▸ Challenge:
Please render the lines below as a Markdown table with the columns Row and Line text, covering only the line with "Practice step: find the grey sneaker" through the last line, both included. Leave out any blank lines.

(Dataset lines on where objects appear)
+--

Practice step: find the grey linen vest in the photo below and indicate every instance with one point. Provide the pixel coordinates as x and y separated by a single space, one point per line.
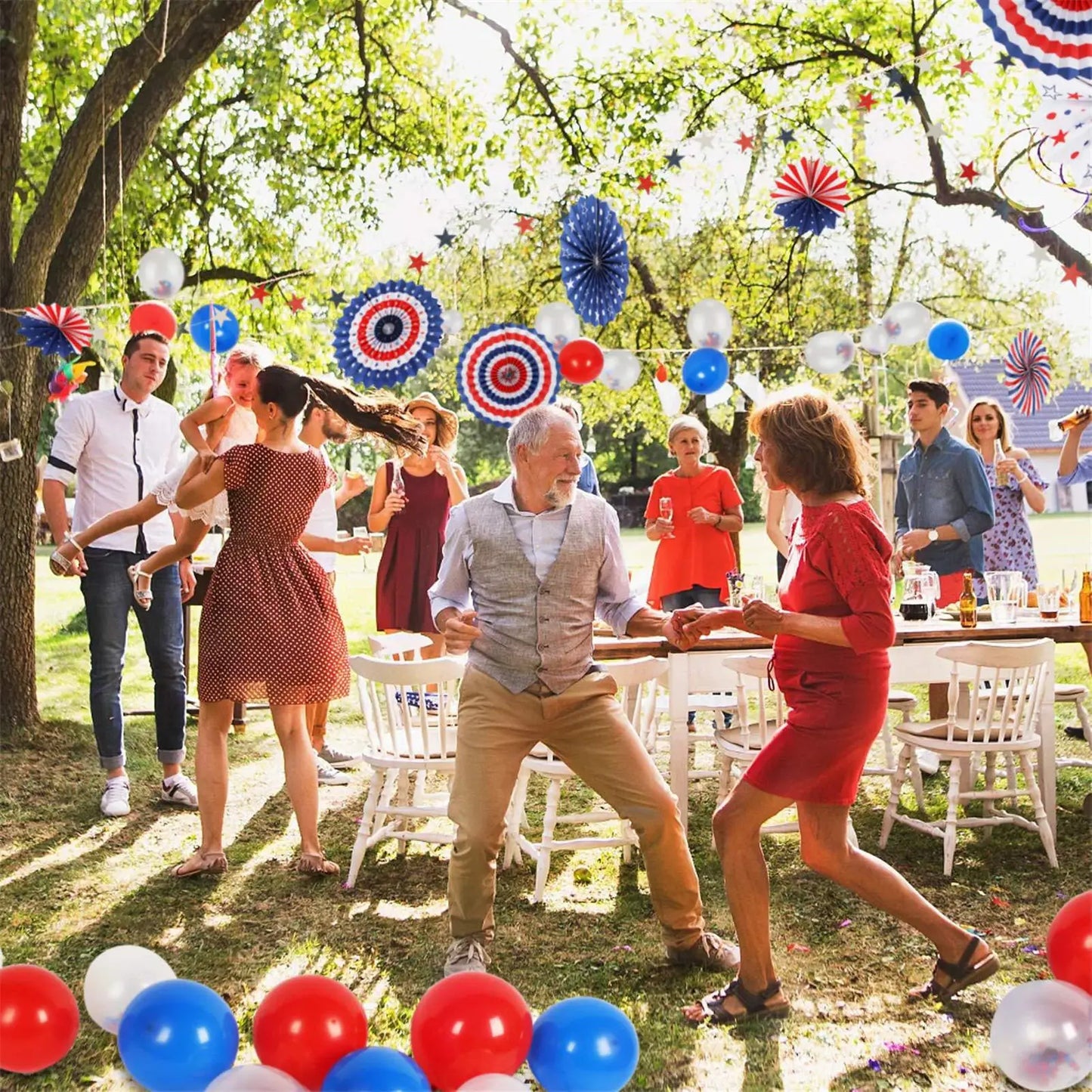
530 630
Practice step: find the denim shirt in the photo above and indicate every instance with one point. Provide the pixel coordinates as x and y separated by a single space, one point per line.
945 483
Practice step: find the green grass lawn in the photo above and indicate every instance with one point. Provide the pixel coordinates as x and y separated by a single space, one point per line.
73 883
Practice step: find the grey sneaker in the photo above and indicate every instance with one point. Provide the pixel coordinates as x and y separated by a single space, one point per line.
466 954
710 954
328 775
336 758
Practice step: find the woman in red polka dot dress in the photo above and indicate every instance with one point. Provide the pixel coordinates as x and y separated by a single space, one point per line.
270 627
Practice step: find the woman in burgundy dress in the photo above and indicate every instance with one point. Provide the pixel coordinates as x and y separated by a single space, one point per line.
411 501
270 627
830 641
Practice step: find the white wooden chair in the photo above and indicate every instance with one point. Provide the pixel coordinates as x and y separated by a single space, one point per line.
1005 696
404 741
637 682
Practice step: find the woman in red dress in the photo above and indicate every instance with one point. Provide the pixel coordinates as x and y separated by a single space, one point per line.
830 641
270 627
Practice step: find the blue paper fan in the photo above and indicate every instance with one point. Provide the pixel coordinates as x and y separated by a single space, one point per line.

+--

▸ The response:
| Row | Line text |
|---|---|
| 1 | Practice step: find the grey sneaker in the photo above and indicate every instance with one point. Provide the pixel coordinates as x and y separated by a single space, one point per line. |
| 2 | 466 954 |
| 3 | 710 954 |
| 4 | 328 775 |
| 5 | 336 758 |
| 6 | Practice step: find the woman in red polka dot dress in the photo above and indicate every instance with one point. Provide the pixel coordinates as x and y separated by a single space, one point per line. |
| 7 | 270 627 |
| 8 | Practice step: find the woman in burgundy dress in the photo above and indicate every instance with one point. Provide the pixel coordinates as x and y separated by a single space, one point per line. |
| 9 | 411 501 |
| 10 | 270 627 |
| 11 | 830 641 |
| 12 | Practice step: find the white wooden chair in the photo above and indicate every instance with one point. Provide the pixel coordinates as x and y separated by a single space, one point per line. |
| 13 | 1005 696 |
| 14 | 404 741 |
| 15 | 637 682 |
| 16 | Practice step: find the woman in red dress in the photo above and indicate every instance with one point. Provide the pixel coordinates as x and y separated by a single space, one point per line. |
| 17 | 830 641 |
| 18 | 270 627 |
| 19 | Practice step: find the blue paper fan in the photo above and indicate every instance with one point. Provide the pixel coordinates as x and y separated by a single space, one point per line. |